Directions for this task:
Word for word, copy all the data and drop the pictures.

[Image location labeling entries]
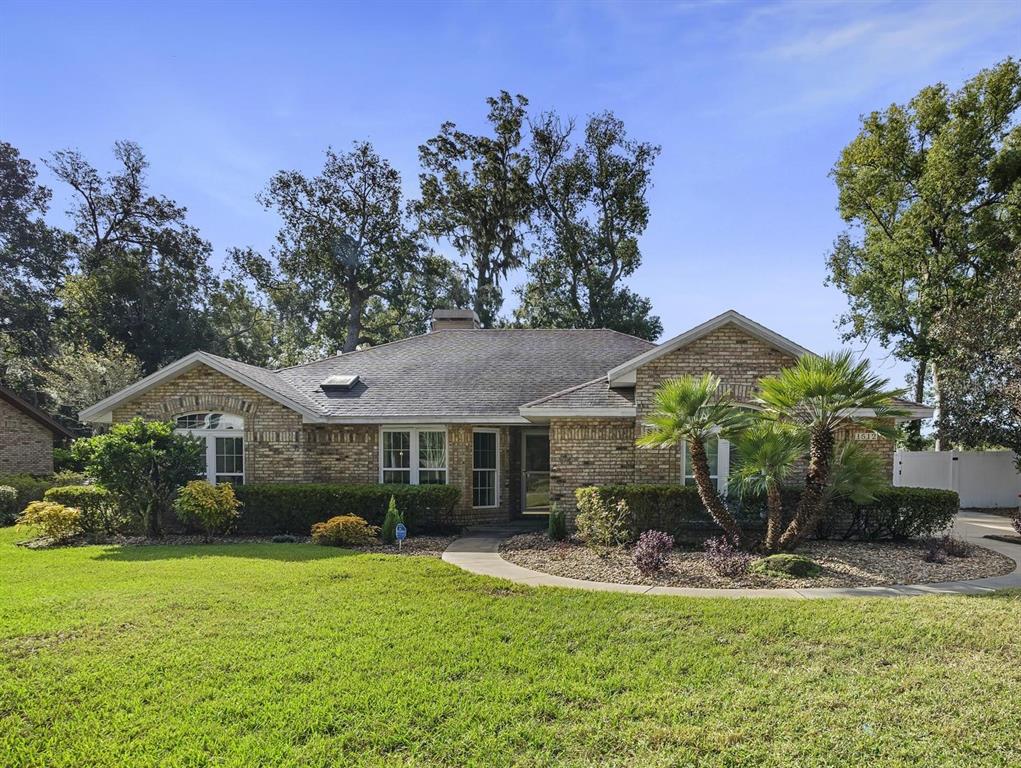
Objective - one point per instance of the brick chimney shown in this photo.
(454, 320)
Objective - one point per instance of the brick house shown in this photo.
(27, 436)
(517, 419)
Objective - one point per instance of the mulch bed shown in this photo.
(430, 546)
(843, 564)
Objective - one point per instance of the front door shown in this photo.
(535, 463)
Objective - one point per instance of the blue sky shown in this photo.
(751, 103)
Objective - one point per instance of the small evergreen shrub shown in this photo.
(100, 512)
(556, 527)
(53, 520)
(388, 531)
(786, 565)
(212, 508)
(603, 524)
(725, 559)
(650, 552)
(344, 530)
(8, 502)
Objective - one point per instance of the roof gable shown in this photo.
(259, 379)
(624, 375)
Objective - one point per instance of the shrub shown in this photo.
(143, 464)
(388, 532)
(54, 520)
(32, 488)
(675, 509)
(344, 530)
(724, 558)
(785, 565)
(99, 508)
(602, 524)
(8, 502)
(894, 514)
(294, 508)
(212, 508)
(556, 528)
(650, 552)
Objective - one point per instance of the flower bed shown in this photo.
(842, 563)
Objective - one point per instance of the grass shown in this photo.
(291, 655)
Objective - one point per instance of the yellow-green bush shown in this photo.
(212, 508)
(344, 530)
(54, 520)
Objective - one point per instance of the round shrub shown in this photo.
(55, 521)
(786, 565)
(344, 530)
(99, 508)
(650, 553)
(212, 508)
(725, 559)
(603, 524)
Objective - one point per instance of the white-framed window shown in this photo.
(414, 455)
(718, 452)
(485, 468)
(223, 437)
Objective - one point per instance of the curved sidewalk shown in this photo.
(479, 553)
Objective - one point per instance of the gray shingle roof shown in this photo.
(596, 393)
(459, 372)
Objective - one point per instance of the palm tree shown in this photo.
(768, 452)
(821, 395)
(693, 410)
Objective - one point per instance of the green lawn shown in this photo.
(288, 655)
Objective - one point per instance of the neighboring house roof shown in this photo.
(624, 375)
(36, 414)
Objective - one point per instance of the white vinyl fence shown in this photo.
(982, 478)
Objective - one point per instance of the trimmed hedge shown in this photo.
(895, 513)
(32, 487)
(676, 510)
(294, 508)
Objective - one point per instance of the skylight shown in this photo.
(335, 383)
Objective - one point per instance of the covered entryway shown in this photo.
(535, 472)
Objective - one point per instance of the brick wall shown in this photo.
(275, 450)
(739, 361)
(26, 445)
(588, 451)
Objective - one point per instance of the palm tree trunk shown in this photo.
(710, 495)
(775, 520)
(810, 509)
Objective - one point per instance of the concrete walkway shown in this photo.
(479, 553)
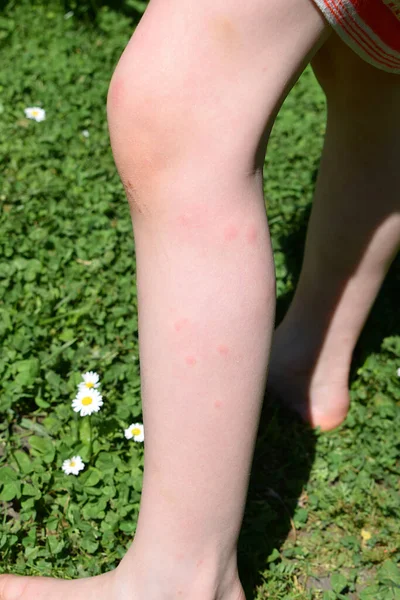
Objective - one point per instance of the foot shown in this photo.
(116, 585)
(13, 587)
(311, 382)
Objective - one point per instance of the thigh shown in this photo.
(215, 66)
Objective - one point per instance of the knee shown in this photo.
(141, 139)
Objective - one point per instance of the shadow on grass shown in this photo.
(285, 448)
(283, 459)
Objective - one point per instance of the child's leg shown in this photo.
(353, 235)
(190, 107)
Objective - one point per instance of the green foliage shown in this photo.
(326, 525)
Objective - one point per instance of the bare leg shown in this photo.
(353, 235)
(190, 108)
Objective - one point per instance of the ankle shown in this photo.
(167, 575)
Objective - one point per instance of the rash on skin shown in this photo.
(230, 233)
(222, 349)
(251, 234)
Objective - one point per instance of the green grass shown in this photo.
(323, 509)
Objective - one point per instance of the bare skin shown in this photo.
(190, 108)
(353, 235)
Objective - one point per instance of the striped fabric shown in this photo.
(370, 27)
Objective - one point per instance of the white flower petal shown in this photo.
(87, 401)
(36, 113)
(135, 431)
(73, 465)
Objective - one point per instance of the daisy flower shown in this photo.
(73, 465)
(90, 380)
(35, 113)
(135, 431)
(87, 401)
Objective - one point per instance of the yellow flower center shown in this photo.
(87, 400)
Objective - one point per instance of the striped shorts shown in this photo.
(370, 27)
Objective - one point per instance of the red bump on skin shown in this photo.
(178, 325)
(117, 90)
(251, 234)
(230, 233)
(223, 349)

Written reply:
Objective - one point per instance of the brick chimney shown in this photo.
(454, 320)
Objective - one point per instance of the brick house shown in this photo.
(27, 436)
(517, 419)
Objective - one point per instance of the mulch bed shown in this photo.
(430, 546)
(843, 564)
Objective - one point per instance of the front door shown in this photo.
(535, 463)
Objective - one point per instance of the blue sky shown in this photo.
(751, 103)
Objective - one point per instance of the small evergreen shrub shown in this photo.
(100, 512)
(556, 527)
(53, 520)
(388, 531)
(786, 565)
(212, 508)
(603, 524)
(725, 559)
(650, 552)
(344, 530)
(8, 502)
Objective - one point per instance of the roof gable shown in this photo.
(259, 379)
(624, 375)
Objective - one point per instance of the shrub shown in this photo.
(143, 464)
(388, 532)
(54, 520)
(32, 488)
(675, 509)
(344, 530)
(724, 558)
(785, 565)
(99, 508)
(602, 524)
(8, 502)
(894, 514)
(294, 508)
(212, 508)
(556, 528)
(650, 552)
Objective - one point per instance of the flower bed shown in this photo.
(842, 563)
Objective - one point per instance of the grass shown in this photo.
(291, 655)
Objective - one point per instance of the yellow-green bush shown in this photo.
(212, 508)
(344, 530)
(54, 520)
Objective - one point per instance of the round shrub shown in this photo.
(55, 521)
(786, 565)
(344, 530)
(99, 508)
(650, 553)
(212, 508)
(725, 559)
(603, 524)
Objective - one point per instance of the white-framed window shown in this photo.
(414, 455)
(718, 452)
(485, 468)
(223, 437)
Objective - one point per instance of the curved sidewalk shown in this photo.
(479, 553)
Objective - one point per instance of the gray shingle roof shown in this photo.
(596, 393)
(459, 372)
Objective - one point per instance of the palm tree shown in this photo.
(768, 452)
(821, 395)
(693, 410)
Objective - one point per instance of the green lawn shown in this photo.
(288, 655)
Objective - one point per instance of the neighboring house roof shown in this photo.
(624, 375)
(36, 414)
Objective - one point per instance of the white vinyl fence shown in this photo.
(982, 478)
Objective - one point per instance of the trimmed hedge shown in this photo.
(895, 513)
(32, 487)
(676, 510)
(294, 508)
Objective - one point per instance of the skylight shown in this photo.
(335, 383)
Objective - one point per instance of the covered entryway shown in this photo.
(535, 472)
Objective - one point per instance of the brick wall shown in this photo.
(275, 450)
(739, 361)
(26, 445)
(588, 451)
Objective - one point per instance of the palm tree trunk shown in this photo.
(710, 495)
(775, 520)
(810, 509)
Objective - one point per instance of the concrete walkway shown in this photo.
(479, 553)
Objective - one point per instance of the foot shown in this photo.
(116, 585)
(13, 587)
(311, 382)
Objective - one point per instance of the thigh shown in this photo.
(215, 66)
Objective - one point per instance of the knee shown in this photo.
(141, 139)
Objective - one point per instance of the shadow on grass shown in this photo.
(285, 448)
(283, 459)
Objective - one point per instance of the child's leg shown in this photo.
(353, 235)
(190, 107)
Objective - one point per instance of the green foliage shown in this photo.
(326, 525)
Objective - one point per instance of the bare leg shown in this photo.
(353, 235)
(190, 108)
Objective - one point per instance of the ankle shown in this photo.
(167, 575)
Objective - one point per instance of the rash on skin shown in this photo.
(230, 233)
(222, 349)
(251, 234)
Objective - one point per instance of the green grass shown in this photo.
(323, 509)
Objective - one point per instance of the bare skin shown in this photo.
(190, 108)
(353, 235)
Objective - one point per instance of the striped fabric shown in this photo.
(370, 27)
Objective - one point per instance of the white flower petal shown in this photo.
(87, 401)
(36, 113)
(135, 431)
(73, 465)
Objective - one point per instance of the daisy flower shown in this photo.
(73, 465)
(90, 380)
(35, 113)
(135, 431)
(87, 401)
Objective - one point per instance of the yellow flower center shown in this photo.
(87, 400)
Objective - one point per instance of the striped shorts shown in this photo.
(370, 27)
Objective - one point per instance of the red bump on skin shown in this photo.
(178, 325)
(117, 90)
(251, 234)
(230, 233)
(223, 349)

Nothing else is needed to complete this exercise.